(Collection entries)
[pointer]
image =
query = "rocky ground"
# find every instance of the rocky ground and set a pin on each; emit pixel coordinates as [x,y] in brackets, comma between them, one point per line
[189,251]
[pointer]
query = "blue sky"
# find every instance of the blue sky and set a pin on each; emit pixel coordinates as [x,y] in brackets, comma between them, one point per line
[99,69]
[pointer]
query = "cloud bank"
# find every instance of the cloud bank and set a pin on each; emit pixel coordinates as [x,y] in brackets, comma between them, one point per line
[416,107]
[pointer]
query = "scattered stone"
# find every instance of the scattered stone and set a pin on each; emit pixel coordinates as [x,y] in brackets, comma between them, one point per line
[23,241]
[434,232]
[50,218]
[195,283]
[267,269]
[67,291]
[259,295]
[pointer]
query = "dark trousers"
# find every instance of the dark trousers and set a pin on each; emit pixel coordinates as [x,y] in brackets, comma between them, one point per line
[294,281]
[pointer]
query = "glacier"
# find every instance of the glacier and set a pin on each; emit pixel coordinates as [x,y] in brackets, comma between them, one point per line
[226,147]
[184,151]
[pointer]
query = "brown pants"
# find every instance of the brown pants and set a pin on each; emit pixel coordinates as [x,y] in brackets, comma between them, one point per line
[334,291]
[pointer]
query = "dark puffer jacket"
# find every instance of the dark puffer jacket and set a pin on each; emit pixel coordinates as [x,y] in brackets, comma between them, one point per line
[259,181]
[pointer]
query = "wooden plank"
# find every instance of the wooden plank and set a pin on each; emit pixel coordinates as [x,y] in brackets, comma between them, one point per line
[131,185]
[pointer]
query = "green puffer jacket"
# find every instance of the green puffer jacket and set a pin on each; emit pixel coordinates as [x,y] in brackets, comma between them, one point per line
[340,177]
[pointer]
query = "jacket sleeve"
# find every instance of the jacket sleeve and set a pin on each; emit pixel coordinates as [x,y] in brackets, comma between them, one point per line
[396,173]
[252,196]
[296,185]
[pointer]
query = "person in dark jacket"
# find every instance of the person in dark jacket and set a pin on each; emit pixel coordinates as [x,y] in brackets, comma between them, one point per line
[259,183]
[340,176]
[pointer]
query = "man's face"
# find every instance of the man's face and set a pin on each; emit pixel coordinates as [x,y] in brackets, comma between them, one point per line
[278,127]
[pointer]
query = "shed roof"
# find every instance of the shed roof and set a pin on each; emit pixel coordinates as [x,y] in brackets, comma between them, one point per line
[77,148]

...

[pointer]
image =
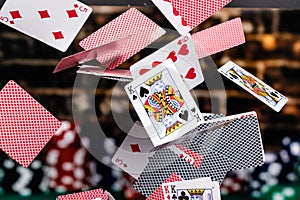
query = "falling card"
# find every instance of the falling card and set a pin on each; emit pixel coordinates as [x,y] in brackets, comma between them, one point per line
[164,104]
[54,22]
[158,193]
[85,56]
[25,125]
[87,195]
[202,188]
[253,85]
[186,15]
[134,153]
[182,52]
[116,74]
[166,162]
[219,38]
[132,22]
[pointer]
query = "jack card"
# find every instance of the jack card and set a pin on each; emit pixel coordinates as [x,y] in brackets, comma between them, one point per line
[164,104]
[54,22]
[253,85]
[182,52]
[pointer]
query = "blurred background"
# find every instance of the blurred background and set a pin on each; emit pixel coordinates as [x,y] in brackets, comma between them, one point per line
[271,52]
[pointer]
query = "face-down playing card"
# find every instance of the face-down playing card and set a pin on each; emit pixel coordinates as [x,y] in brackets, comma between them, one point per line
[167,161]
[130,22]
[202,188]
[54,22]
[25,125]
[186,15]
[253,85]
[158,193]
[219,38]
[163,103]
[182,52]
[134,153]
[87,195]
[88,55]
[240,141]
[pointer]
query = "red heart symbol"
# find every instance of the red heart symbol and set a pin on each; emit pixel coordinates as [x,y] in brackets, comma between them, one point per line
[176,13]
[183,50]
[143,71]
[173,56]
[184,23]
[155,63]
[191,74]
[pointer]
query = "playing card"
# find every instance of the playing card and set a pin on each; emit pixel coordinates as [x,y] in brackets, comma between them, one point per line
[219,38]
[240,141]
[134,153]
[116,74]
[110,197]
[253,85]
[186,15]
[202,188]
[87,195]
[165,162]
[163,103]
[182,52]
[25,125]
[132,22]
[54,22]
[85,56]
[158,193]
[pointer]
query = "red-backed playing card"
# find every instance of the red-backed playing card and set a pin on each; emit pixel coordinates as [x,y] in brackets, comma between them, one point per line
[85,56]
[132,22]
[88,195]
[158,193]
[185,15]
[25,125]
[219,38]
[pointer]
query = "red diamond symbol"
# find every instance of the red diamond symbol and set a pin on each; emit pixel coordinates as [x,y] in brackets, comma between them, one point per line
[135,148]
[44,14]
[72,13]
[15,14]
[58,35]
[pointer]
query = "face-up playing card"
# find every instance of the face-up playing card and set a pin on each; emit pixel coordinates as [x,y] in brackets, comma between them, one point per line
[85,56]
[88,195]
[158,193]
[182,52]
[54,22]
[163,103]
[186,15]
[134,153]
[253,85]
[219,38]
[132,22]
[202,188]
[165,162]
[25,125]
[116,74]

▶ _Given instruction_:
Copy out each line of the data above that contains the word "shed", matching case exactly.

▶ _Result for this exercise_:
query = "shed roof"
# find every instance of the shed roof and set a pin on each; emit pixel coordinates as [x,y] in brackets, comma between them, one point per line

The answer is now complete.